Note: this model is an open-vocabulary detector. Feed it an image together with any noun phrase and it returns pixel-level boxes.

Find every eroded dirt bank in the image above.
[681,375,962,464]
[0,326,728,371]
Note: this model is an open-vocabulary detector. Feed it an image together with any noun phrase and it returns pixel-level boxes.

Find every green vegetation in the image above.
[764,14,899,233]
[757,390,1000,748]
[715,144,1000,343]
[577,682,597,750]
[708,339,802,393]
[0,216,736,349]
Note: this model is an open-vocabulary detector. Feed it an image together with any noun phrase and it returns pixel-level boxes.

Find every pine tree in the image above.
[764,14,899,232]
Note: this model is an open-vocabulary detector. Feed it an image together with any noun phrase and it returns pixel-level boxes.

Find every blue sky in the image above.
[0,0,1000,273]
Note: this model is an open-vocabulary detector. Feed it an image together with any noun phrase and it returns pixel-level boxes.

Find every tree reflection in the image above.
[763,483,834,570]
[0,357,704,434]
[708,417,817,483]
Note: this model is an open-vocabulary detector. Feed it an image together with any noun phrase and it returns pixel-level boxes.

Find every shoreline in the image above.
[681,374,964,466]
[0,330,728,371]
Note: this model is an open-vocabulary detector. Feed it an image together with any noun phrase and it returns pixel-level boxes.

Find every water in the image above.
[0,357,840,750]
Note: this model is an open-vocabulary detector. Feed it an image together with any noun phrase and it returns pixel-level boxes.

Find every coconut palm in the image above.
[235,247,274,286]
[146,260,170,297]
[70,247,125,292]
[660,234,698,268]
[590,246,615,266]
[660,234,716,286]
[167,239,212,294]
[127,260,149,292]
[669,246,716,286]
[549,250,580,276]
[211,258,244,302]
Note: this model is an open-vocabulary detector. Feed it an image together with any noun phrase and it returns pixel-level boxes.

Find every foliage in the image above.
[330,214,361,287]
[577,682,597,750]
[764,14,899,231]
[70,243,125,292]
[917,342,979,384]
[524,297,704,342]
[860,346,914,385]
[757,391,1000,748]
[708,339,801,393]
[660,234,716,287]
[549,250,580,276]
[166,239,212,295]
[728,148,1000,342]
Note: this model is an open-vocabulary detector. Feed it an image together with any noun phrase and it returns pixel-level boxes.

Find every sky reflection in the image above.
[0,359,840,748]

» Requirement: Copy down the whole of the data above, matching it exactly.

» The response:
Note: this model is an open-vocabulary detector. Feed it an image together with any noun phrase and it returns pixel-level boxes.

Find every eroded dirt bank in the image above.
[681,375,962,464]
[0,326,728,371]
Note: this model is an open-vocabulary detector. Feed it an image together with any noun phrase and it returns pixel-level boxes.

Find every green vegetation in the image above.
[764,14,899,233]
[757,390,1000,748]
[715,144,1000,343]
[577,682,597,750]
[708,339,802,393]
[0,216,736,349]
Note: this model is an open-vocabulary detector. Feed it an image together with any noun phrase and it returns pixel-level boxes.

Find every pine tree in the image above.
[764,14,899,232]
Note: this model is an open-vocabulary detector. Feed it an image together with any noun phrase and it returns pixel-level boxes.

Find every blue sky in the image above.
[0,0,1000,273]
Note: this model is an open-vocabulary detector. Feed it an image together with any noun phrase and it returns pixel-level boxes.

Find every tree reflection in the image above.
[763,483,834,570]
[0,357,704,434]
[708,417,817,483]
Note: this model is an open-vocabulary detector. Feed it an image together with any noun phrase and it returns pixel-level boxes.

Find every shoreline in the image above.
[681,374,964,466]
[0,330,728,371]
Note: this model is an open-vocabulary detector. Feed it an image together with any noun phrase and it returns pixel-level boxes.

Find every water in the image above.
[0,357,840,750]
Note: this model is an open-vocabulary detector. Feed it an image together with any noun phrase and it returns pixel-level boxes.

Find every coconut palm in the image above.
[235,247,274,286]
[146,260,170,297]
[70,247,125,292]
[660,234,698,268]
[590,246,615,266]
[660,234,716,286]
[167,239,212,294]
[127,260,149,292]
[669,246,716,286]
[549,250,580,276]
[211,258,244,302]
Note: this model is an open-vocabulary detector. Feed it an image together with any noun phrase and it returns pixel-level boxes.

Find every foliage in the image above.
[330,214,361,287]
[577,682,597,750]
[764,14,899,231]
[70,243,125,292]
[917,342,979,384]
[524,297,704,342]
[860,346,914,385]
[757,391,1000,748]
[708,339,801,393]
[660,234,716,287]
[549,250,580,276]
[166,239,212,295]
[728,148,1000,342]
Note: this model is an open-vocabulary detector. Feed it an image together with any noun phrase and it returns pixel-level boxes.

Find every sky reflection in the image above.
[0,359,840,748]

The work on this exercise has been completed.